GIVEN REQUEST ▸
Omit every picture and write out the rest of the records exactly.

WORKING DATA ▸
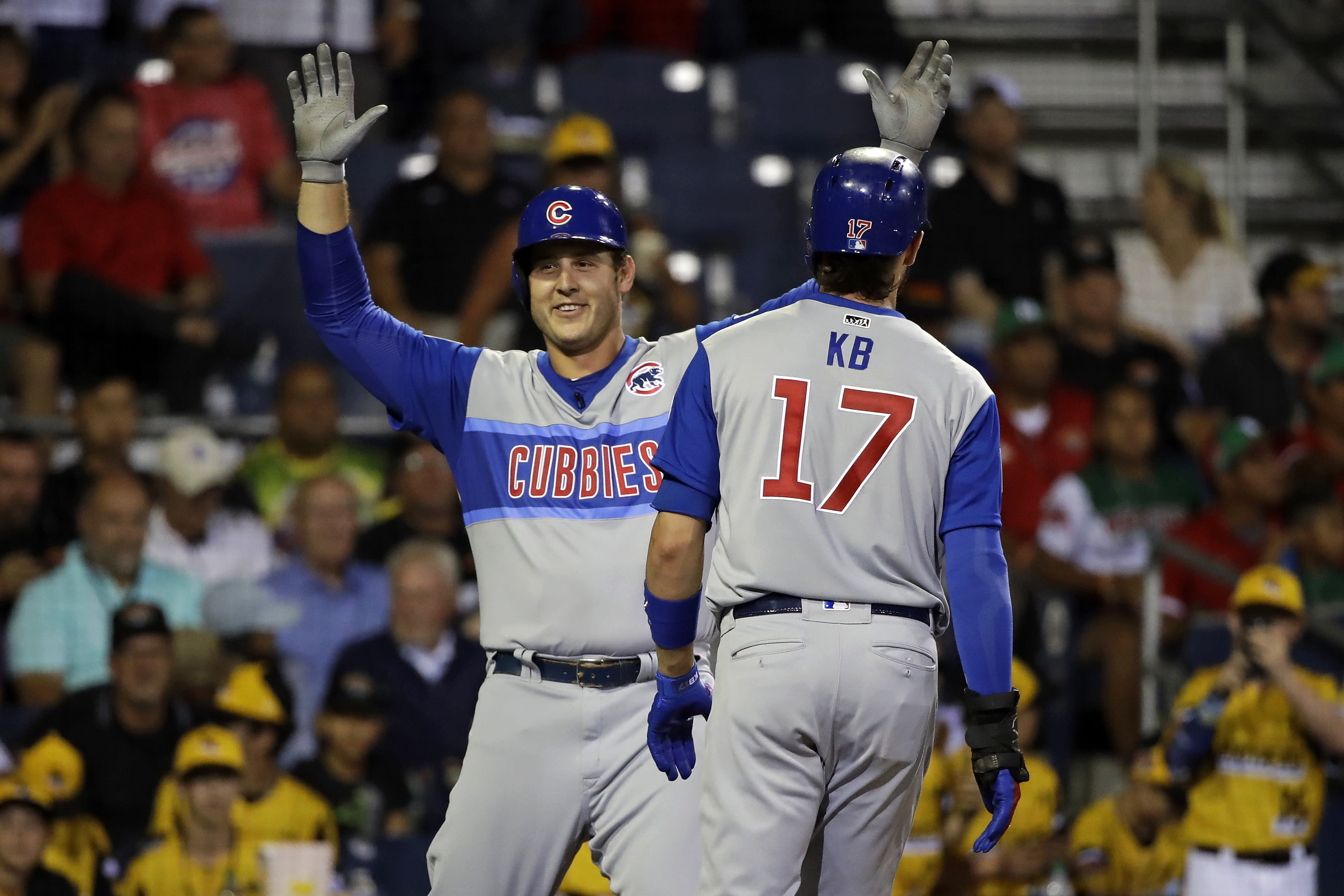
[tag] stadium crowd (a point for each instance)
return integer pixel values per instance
(209, 645)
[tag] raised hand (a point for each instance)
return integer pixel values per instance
(326, 130)
(910, 113)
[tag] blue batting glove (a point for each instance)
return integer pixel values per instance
(1004, 802)
(679, 700)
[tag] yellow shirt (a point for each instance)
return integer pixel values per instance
(1109, 861)
(1033, 823)
(584, 878)
(1265, 788)
(76, 848)
(167, 871)
(921, 864)
(291, 811)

FINAL RESULT ▸
[tag] stadium crowd (a point for each instance)
return integer pixel values per instance
(209, 645)
[tag] raised hand (a point for each instance)
return integer pixel values per instance
(326, 130)
(910, 113)
[tag] blue batting glove (a point for each instance)
return integer pixel values per instance
(1004, 802)
(679, 700)
[tag] yellow shirt (a point for each instance)
return integer pixel values per instance
(1109, 861)
(1033, 823)
(584, 878)
(1265, 788)
(76, 848)
(167, 871)
(921, 864)
(291, 811)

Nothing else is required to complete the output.